TASK PROMPT: Each record below is to be output unchanged, and any picture is to be dropped.

EXTRACTED DATA:
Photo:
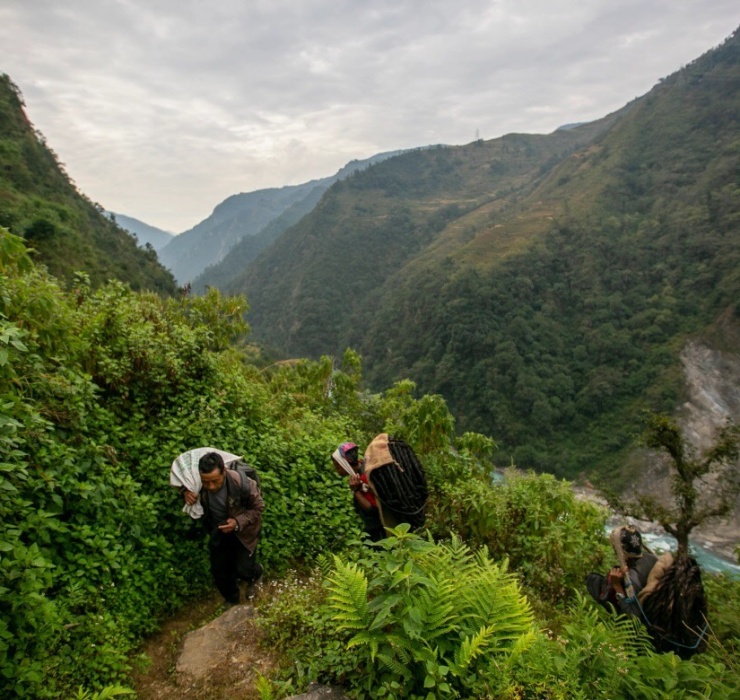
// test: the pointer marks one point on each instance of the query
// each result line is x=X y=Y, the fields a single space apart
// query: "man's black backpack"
x=397 y=478
x=245 y=470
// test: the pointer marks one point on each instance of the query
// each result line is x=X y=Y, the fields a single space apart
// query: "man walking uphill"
x=232 y=515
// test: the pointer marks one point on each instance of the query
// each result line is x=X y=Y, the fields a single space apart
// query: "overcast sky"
x=160 y=109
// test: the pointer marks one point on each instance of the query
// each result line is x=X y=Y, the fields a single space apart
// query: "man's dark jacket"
x=245 y=508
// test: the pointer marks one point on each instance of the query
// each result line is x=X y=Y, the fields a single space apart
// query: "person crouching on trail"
x=232 y=515
x=620 y=587
x=347 y=463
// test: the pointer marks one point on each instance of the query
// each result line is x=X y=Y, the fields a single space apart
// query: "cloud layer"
x=160 y=109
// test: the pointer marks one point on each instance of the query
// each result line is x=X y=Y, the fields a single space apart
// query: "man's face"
x=213 y=481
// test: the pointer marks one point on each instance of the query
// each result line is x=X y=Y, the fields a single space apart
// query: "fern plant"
x=426 y=617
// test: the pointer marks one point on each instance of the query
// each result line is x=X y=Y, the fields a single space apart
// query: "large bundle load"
x=184 y=474
x=675 y=607
x=671 y=603
x=397 y=478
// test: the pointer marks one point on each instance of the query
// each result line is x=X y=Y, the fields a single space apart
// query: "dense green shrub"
x=550 y=537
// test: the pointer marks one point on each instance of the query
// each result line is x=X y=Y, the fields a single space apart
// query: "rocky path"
x=204 y=653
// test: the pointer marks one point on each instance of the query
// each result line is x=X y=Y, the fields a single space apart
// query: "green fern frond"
x=395 y=666
x=348 y=596
x=470 y=649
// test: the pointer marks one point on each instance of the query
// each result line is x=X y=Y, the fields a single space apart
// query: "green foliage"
x=548 y=536
x=414 y=619
x=424 y=617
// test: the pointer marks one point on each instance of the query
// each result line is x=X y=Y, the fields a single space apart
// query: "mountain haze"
x=144 y=233
x=68 y=231
x=543 y=284
x=260 y=215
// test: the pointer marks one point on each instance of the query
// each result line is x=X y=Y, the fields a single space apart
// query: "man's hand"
x=228 y=526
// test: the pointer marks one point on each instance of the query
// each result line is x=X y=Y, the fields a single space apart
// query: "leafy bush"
x=550 y=537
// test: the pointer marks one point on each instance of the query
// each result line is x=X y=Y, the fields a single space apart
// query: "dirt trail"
x=232 y=676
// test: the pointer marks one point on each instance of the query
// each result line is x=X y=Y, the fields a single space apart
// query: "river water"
x=660 y=542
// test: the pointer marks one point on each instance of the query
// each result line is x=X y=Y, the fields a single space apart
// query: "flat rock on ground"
x=222 y=638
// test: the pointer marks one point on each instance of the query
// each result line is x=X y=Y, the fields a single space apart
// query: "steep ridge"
x=333 y=264
x=144 y=233
x=544 y=285
x=68 y=231
x=253 y=218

WRITTEN SOLUTION:
Photo:
// test: the pointer marks one point on each instance of the query
// each result line is x=X y=Y, the fields a single space apart
// query: "man's black backpack"
x=397 y=478
x=245 y=470
// test: the pointer marks one point on each instance of the query
// each result line is x=X y=Y, the fields a single space apart
// query: "man walking uphill"
x=232 y=515
// test: the pointer marks one point on each instance of the query
// each result line is x=X y=Y, the fields a single space apart
// query: "overcast sky"
x=160 y=109
// test: the pointer marks one point on each instance of the query
// each result line is x=X y=Y, the fields a single space apart
// query: "man's dark jacket"
x=245 y=508
// test: the pointer marks one point on each instance of the query
// each result line is x=X y=Y, the fields a single space apart
// query: "person crouching on trail"
x=232 y=515
x=620 y=587
x=347 y=463
// test: the pointer marks one point on each instance of the query
// each result line is x=X y=Y, the fields a single space apart
// query: "cloud layer"
x=160 y=109
// test: the pointer marks one point on each instance of the query
// each result line is x=X y=Y, the fields a single space apart
// query: "man's face"
x=213 y=481
// test: the pointer marks one point on each instance of the query
// each result line is x=X y=Y, the fields a single space apart
// query: "fern plant"
x=426 y=617
// test: the pointer marks one point on each instance of the query
// each result line is x=X y=Y, the fields a single space apart
// query: "large bundle load"
x=184 y=474
x=675 y=607
x=671 y=603
x=397 y=478
// test: the pointer marks one point on each instance of the query
// each result line is x=X y=Y, the fields a single space apart
// query: "dense green shrub"
x=550 y=537
// test: the pointer marks one point on each instance of the query
// each result line is x=X y=Y, the fields a single space apart
// query: "rocky path"
x=204 y=653
// test: the pointer marks one point on each instance of the query
// each result line is x=X y=Y, the fields a single space apart
// query: "green fern frond"
x=395 y=666
x=348 y=596
x=470 y=649
// test: the pointer marks one point on each instance of the query
// each result line is x=X y=Y, the fields a single space apart
// query: "green foliage"
x=548 y=536
x=414 y=619
x=424 y=617
// test: the pointer marks one point on each instance of the query
// each result line is x=X y=Y, the fields a single space apart
// query: "mountain haze"
x=144 y=233
x=68 y=231
x=543 y=284
x=260 y=215
// test: the pointer marks one point on each instance of the query
// each result line is x=X y=Y, the fields a single space apart
// query: "man's hand"
x=228 y=526
// test: the pointer marks one point on each instance of the query
// each result line is x=X y=Y, the fields a single space apart
// query: "leafy bush"
x=550 y=537
// test: the pointer marks one point on each instance of the query
// each result line is x=X y=Y, the fields a single space apart
// query: "dirt trail"
x=232 y=676
// test: the pointer marks one point on each instance of the query
// each result line is x=X y=Y, the fields a single space apart
// query: "river water"
x=660 y=542
// test: the pointer marks one point on each instance of the query
// each result line is x=X y=Y, the fields a single space apart
// query: "flat rock on ground"
x=222 y=638
// test: the pointer marks one point on each instance of the query
// each result line is x=X y=Y, the fields a single space apart
// query: "steep ridge"
x=333 y=264
x=144 y=233
x=544 y=285
x=68 y=231
x=253 y=218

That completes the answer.